# Given instruction:
Substitute "narrow waterfall stream" for every "thin waterfall strand" in the data below and leave everything else unchanged.

Stored data entries
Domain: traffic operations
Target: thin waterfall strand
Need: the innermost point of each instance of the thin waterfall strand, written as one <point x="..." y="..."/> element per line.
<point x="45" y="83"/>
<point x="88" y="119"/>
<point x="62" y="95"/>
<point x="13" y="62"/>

# Result:
Domain: traffic operations
Target: narrow waterfall stream
Need: the innermost point of each instance of the narrow waterfall stream, written as one <point x="..." y="..."/> element per line.
<point x="45" y="83"/>
<point x="88" y="119"/>
<point x="62" y="95"/>
<point x="13" y="62"/>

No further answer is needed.